Concernant les transferts de déchets, la proposition de résolution formule plusieurs recommandations. De tels mouvements au sein de l'Union européenne sont, en effet, régis par un règlement de 2006. Ce texte transpose, dans le droit de l'Union, les dispositions de la convention de Bâle sur le contrôle des mouvements transfrontières de déchets dangereux et leur élimination, adoptée le 22 mars 1989 et entrée en vigueur en France le 5 mai 1992, ainsi que la décision de 2001 de l'OCDE qui vise à contrôler les mouvements, entre pays de l'OCDE, de déchets destinés à des opérations de valorisation.

Une révision de ce règlement européen de 2006 a été proposée par la Commission européenne en novembre 2021. Elle vise à prévenir la pollution liée aux exportations de déchets, en particulier en dehors du continent européen, à encourager le développement de l'économie circulaire, en facilitant les transferts intra-européens, et à lutter contre les transferts illégaux de déchets qui représenteraient entre 15 % et 30 % des transferts.

La Commission européenne propose ainsi d'interdire toute exportation de déchets vers des pays tiers n'appartenant pas à l'OCDE, sauf si ces derniers en font la demande officielle et apportent la preuve que les déchets importés font l'objet d'une valorisation rationnelle sur le plan environnemental. L'objectif est d'éviter que des déchets ne soient importés par des pays qui ne disposent pas de moyens suffisants pour les traiter dans des conditions satisfaisantes sur les plans environnemental et sanitaire, et que ces transferts s'opèrent sans leur accord.

Le Parlement a proposé d'aller encore plus loin en interdisant les exportations de déchets plastiques vers les pays tiers, ce qui limiterait encore plus les transferts de déchets hors de l'Union européenne. Toutefois, il semblerait que cette mesure ne soit pas compatible avec les règles de l'Organisation mondiale du commerce (OMC) et la décision de l'OCDE. La proposition de résolution s'inquiète d'un tel durcissement qui pourrait affecter plus particulièrement les outre-mer français dans la gestion de leurs déchets.
--
-- LE PROBLÈME --
D'après l'extrait, quand la Commission européenne a-t-elle proposé une révision du règlement européen de 2006 ?
--
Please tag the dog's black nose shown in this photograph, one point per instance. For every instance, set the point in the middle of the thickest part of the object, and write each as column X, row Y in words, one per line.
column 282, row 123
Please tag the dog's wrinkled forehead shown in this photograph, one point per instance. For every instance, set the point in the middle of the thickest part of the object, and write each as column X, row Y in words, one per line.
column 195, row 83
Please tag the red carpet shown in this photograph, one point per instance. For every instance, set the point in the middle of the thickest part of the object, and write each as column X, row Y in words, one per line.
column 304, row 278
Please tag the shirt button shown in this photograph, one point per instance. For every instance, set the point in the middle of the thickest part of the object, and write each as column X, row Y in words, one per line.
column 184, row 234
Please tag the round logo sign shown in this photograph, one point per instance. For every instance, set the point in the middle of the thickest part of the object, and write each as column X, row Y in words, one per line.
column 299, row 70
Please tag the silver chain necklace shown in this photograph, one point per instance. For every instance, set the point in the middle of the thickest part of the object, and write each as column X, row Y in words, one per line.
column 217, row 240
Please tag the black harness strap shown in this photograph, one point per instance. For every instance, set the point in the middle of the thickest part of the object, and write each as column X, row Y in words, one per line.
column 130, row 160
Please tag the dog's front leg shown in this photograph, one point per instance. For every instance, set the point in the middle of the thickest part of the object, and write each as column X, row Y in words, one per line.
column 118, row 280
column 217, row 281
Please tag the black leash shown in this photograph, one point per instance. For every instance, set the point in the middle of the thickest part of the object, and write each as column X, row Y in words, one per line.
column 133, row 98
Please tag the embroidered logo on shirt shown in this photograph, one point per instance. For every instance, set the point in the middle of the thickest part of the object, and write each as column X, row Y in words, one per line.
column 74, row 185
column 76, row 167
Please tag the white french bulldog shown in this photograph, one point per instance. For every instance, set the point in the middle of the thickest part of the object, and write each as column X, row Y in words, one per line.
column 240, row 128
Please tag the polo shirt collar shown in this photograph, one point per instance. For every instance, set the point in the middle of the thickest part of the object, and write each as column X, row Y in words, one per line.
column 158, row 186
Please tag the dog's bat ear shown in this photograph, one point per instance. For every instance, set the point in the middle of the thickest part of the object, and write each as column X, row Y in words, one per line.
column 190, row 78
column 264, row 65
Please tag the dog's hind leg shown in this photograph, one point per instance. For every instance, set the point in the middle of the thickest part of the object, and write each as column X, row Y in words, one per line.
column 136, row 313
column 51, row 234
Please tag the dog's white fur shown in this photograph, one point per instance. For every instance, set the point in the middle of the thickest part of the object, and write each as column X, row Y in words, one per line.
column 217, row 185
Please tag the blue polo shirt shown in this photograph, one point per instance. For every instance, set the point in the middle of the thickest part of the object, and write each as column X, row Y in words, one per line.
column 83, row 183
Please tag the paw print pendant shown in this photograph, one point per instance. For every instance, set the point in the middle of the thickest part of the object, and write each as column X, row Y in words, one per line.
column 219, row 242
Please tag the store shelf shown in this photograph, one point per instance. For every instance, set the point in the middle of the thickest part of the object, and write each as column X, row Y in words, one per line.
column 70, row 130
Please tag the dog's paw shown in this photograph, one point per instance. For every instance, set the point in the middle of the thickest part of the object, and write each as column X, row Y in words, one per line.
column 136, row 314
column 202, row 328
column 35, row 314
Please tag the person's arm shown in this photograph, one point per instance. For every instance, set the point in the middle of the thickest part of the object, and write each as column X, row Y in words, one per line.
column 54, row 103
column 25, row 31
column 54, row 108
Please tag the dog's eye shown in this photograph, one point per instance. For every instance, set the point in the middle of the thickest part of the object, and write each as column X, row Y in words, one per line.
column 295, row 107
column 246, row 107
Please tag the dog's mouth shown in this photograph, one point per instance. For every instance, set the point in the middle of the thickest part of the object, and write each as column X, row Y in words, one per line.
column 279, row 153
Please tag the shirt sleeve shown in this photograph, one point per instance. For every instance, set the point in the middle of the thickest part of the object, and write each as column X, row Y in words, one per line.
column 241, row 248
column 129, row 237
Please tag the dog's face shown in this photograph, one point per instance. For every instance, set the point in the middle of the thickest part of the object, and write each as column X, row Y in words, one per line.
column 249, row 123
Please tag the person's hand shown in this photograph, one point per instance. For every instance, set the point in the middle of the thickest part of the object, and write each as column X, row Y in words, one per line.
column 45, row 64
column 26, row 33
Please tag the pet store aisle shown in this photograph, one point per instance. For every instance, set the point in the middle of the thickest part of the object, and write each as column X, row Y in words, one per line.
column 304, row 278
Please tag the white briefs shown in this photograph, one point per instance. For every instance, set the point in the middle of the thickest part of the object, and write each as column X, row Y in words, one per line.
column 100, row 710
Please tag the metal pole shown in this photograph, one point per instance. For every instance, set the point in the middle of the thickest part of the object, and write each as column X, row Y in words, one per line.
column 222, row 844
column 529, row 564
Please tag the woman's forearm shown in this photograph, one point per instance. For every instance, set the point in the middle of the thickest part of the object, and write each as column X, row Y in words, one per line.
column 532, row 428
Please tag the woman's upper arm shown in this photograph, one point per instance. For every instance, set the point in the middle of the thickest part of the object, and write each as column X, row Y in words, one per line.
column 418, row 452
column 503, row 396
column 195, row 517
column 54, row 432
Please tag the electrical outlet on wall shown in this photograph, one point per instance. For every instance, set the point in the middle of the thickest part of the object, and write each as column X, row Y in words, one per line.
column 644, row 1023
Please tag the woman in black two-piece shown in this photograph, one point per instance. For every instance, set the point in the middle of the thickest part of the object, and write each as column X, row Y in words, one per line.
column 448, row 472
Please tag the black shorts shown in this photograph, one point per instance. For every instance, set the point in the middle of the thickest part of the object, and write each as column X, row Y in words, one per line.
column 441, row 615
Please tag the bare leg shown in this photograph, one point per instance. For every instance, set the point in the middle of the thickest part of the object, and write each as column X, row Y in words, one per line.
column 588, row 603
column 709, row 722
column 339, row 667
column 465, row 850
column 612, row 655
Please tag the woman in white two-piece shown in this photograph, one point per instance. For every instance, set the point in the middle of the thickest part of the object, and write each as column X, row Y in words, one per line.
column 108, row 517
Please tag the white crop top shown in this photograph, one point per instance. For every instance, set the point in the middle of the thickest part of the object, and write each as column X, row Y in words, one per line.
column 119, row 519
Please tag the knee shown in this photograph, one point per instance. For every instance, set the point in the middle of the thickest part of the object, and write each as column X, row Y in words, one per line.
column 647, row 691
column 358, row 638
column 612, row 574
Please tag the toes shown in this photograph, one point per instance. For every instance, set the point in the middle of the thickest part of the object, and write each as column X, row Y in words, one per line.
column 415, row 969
--
-- RÉPONSE --
En novembre 2021.